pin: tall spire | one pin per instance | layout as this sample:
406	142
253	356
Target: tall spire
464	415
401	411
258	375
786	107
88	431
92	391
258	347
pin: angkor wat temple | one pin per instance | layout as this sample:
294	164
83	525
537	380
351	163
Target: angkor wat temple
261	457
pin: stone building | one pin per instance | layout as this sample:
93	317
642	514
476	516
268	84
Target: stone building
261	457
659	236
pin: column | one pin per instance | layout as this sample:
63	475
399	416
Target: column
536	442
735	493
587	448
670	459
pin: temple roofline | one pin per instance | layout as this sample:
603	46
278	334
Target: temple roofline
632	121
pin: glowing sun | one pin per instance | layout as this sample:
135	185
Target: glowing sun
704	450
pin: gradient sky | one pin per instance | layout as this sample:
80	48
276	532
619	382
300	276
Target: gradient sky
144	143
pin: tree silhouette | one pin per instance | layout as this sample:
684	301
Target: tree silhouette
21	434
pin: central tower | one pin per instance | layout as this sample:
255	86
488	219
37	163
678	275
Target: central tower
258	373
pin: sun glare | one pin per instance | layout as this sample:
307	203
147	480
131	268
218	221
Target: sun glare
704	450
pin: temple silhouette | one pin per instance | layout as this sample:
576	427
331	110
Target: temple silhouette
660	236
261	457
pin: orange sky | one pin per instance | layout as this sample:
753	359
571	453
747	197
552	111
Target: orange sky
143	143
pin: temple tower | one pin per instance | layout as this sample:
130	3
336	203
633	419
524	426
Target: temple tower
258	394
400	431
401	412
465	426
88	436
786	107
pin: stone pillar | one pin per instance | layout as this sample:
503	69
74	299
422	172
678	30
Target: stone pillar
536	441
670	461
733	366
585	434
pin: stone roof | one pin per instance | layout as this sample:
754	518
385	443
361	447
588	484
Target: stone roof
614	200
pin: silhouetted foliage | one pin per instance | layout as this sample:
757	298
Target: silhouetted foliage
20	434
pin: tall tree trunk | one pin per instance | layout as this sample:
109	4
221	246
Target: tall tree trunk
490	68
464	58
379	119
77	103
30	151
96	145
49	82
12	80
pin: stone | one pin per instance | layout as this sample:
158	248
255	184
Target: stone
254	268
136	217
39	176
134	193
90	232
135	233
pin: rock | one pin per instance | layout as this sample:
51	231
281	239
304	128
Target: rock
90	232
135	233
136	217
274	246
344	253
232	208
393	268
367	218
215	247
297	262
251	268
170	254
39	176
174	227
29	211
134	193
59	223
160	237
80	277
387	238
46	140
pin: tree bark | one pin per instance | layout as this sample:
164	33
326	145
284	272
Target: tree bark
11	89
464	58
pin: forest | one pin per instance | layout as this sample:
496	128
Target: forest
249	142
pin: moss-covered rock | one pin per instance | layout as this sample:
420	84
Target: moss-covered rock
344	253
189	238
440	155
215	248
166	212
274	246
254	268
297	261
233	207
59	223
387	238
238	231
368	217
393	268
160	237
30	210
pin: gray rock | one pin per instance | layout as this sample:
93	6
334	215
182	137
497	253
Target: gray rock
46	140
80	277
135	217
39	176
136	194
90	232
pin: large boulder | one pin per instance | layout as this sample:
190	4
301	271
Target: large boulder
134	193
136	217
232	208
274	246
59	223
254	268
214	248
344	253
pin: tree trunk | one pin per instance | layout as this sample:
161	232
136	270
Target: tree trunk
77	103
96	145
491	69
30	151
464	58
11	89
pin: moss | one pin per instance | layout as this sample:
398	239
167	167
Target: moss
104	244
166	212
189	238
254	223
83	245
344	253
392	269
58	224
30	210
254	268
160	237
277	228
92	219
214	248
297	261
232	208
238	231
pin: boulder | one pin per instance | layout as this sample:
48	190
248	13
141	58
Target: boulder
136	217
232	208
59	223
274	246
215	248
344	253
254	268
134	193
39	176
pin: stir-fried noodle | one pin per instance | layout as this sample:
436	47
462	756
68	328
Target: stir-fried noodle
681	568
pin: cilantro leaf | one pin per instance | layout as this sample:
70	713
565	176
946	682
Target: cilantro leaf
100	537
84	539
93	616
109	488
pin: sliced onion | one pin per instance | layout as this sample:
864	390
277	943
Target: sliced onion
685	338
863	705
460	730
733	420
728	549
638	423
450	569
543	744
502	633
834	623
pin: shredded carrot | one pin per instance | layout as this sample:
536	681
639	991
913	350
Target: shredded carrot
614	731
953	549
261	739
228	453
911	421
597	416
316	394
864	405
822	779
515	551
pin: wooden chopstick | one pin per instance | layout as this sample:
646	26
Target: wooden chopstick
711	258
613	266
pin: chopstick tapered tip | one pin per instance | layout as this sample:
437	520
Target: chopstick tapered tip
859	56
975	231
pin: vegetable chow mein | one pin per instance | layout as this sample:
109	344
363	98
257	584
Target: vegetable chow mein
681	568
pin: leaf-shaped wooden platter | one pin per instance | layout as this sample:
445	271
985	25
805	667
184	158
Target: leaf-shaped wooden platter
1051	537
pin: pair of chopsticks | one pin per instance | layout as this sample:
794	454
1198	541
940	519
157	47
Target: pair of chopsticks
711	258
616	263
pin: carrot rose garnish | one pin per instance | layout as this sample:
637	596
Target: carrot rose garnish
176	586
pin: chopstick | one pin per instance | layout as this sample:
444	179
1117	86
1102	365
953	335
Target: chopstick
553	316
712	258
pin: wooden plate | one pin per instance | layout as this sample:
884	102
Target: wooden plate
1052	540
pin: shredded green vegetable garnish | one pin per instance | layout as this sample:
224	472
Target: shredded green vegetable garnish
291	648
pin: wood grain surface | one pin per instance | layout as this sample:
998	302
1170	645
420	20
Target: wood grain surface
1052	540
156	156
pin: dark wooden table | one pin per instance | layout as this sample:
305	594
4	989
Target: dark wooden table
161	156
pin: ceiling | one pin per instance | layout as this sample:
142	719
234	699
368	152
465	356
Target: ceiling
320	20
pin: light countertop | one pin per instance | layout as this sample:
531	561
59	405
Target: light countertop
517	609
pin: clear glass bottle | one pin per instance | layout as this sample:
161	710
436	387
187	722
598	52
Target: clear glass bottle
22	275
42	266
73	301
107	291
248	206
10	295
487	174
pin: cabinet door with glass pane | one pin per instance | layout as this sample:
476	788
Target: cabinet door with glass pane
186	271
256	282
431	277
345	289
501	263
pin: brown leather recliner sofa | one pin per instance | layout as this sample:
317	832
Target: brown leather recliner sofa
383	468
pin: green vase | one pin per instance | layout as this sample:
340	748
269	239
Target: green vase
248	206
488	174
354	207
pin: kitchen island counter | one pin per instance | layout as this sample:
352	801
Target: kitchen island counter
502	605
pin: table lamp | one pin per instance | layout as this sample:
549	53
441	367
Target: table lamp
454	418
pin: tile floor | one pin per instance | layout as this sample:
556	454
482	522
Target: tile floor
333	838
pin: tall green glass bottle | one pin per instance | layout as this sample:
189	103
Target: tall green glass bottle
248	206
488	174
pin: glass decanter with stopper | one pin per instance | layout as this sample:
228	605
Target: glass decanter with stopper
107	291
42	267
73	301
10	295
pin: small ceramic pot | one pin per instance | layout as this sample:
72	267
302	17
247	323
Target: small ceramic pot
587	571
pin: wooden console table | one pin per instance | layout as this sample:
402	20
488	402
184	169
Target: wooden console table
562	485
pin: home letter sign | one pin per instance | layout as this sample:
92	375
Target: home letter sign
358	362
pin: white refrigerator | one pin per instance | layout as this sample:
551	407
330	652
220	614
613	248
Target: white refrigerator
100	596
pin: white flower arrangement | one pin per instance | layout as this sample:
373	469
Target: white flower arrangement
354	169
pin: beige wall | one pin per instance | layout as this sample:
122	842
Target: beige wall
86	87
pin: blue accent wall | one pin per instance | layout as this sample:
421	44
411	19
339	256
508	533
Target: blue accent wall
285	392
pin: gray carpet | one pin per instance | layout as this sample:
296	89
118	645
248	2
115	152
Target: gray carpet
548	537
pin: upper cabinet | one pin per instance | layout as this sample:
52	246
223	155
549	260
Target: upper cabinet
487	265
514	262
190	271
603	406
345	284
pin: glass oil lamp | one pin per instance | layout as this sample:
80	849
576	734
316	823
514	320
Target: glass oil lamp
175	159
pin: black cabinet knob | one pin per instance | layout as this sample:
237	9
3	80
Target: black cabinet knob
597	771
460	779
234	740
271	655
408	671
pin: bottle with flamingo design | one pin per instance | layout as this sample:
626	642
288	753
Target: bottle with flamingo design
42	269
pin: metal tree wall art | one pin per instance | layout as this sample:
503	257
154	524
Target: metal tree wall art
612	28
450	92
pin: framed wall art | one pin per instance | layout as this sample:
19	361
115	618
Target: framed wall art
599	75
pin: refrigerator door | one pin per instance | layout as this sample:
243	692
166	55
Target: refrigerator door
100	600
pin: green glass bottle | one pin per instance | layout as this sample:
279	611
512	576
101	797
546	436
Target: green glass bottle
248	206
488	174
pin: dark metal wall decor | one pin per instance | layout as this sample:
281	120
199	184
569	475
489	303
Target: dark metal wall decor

########

:: DIRECTIVE ::
Give the material again starting at the line that contains "pin: bottle with" and ending with the last line of the material, changing "refrigerator door" to "fridge door" and leaving everything else the same.

:: WRITTEN REPLY ::
pin: bottle with flamingo design | one pin per instance | layout as this sample:
626	642
288	753
Target: bottle with flamingo design
42	269
pin: metal tree wall art | one pin per instance | layout as this sample:
503	257
154	524
Target: metal tree wall art
612	28
450	92
pin: framed wall art | one pin per instance | layout as this sample:
19	361
115	618
Target: framed wall art
599	75
pin: fridge door | one pin per instance | layout as this sample:
243	692
166	55
Target: fridge door
100	600
pin: green glass bottle | one pin per instance | layout as this sample:
279	611
512	576
101	797
546	436
Target: green glass bottle
248	206
488	174
pin: dark metal wall decor | one pin per instance | layout as this sample:
281	120
199	184
569	475
489	303
Target: dark metal wall decor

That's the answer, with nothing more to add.